_Requirement_.
Rewrite the entries below as a numbered list, leaving out any blank lines.

_Records to use_.

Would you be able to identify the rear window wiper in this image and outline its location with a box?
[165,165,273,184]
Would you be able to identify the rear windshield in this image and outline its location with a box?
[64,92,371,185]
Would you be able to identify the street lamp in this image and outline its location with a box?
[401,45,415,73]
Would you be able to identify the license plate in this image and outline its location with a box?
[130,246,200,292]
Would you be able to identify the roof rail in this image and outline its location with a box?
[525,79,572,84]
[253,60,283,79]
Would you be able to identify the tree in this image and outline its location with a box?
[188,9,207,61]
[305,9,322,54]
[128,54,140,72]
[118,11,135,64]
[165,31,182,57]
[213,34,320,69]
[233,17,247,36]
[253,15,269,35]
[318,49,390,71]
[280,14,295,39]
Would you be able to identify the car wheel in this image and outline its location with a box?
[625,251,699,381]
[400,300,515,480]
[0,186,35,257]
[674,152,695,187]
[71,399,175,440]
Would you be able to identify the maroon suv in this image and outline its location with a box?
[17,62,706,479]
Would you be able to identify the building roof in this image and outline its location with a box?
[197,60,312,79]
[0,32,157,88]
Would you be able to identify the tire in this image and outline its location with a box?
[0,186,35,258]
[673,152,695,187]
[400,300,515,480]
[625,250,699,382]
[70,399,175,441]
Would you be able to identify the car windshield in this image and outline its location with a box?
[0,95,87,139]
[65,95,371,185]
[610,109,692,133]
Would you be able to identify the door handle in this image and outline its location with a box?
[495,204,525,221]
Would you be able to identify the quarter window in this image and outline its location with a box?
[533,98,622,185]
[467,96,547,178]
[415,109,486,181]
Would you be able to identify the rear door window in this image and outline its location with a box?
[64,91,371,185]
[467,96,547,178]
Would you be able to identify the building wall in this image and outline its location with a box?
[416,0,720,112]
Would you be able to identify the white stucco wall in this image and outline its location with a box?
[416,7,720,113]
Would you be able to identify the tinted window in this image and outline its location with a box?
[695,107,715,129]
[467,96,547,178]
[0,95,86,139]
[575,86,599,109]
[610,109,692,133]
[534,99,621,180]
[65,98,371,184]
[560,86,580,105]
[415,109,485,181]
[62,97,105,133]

_Exercise response_.
1. Would you be able to identify the rear window wiper in this image and outline its location with a box?
2. [165,165,273,184]
3. Would you be able to identify the rear windshield in this image and outline its location with a box?
4. [64,92,371,185]
5. Would you be able to identify the street lamp in this image and outline its location with a box?
6. [401,45,415,73]
7. Would you be able to identify the license plate in this image and outline its location with a box?
8. [130,246,200,292]
9. Would you be able to identify the roof rail in this image and outline its location with a box?
10. [525,79,572,84]
11. [253,60,283,79]
12. Would you be able to identify the tree in this image and outline its location with a box?
13. [188,9,207,61]
14. [305,9,322,54]
15. [128,54,140,72]
16. [118,11,135,64]
17. [165,31,182,57]
18. [213,34,320,69]
19. [233,17,247,36]
20. [253,15,269,35]
21. [318,49,390,71]
22. [280,14,295,39]
23. Would you be able to identify the car wheel in this image and outline its location with a box?
24. [625,251,699,381]
25. [400,300,515,480]
26. [0,186,35,257]
27. [674,152,695,187]
28. [71,399,175,440]
29. Would you be able to identify the maroon suv in this image and outline its location with a box?
30. [17,62,706,479]
31. Would you be able to identify the building roof in this image and outline its location with a box?
32. [197,60,312,79]
33. [0,32,157,88]
34. Would you be able to identify the tire in this image and outline its location with a box?
35. [0,186,35,258]
36. [673,152,695,187]
37. [400,300,515,480]
38. [625,250,699,382]
39. [70,399,175,441]
40. Would you be able to identify the car windshield in this image and outline its location with a box?
41. [0,95,87,139]
42. [65,95,371,185]
43. [610,109,692,133]
44. Would you be able to identify the door handle in this image and outline its location with a box?
45. [495,204,525,221]
46. Would you be able to identify the quarter window in this image and outline its location with a box?
47. [533,98,622,185]
48. [467,96,547,178]
49. [415,109,486,181]
50. Would you be able to identify the rear door window in this image and outline its location with a box?
51. [64,91,371,185]
52. [467,96,547,178]
53. Would you be able to identify the building wall in this image and outline its location with a box?
54. [416,0,720,112]
55. Would you be able to identify the white stucco wall in this image and outline its location with a box?
56. [416,7,720,113]
57. Would you be able to identify the tinted window in this image and outline its location with a box?
58. [695,107,715,129]
59. [467,96,547,178]
60. [0,95,86,139]
61. [575,86,599,109]
62. [610,109,692,133]
63. [534,99,621,180]
64. [65,98,371,184]
65. [560,86,580,105]
66. [415,109,485,181]
67. [62,97,105,133]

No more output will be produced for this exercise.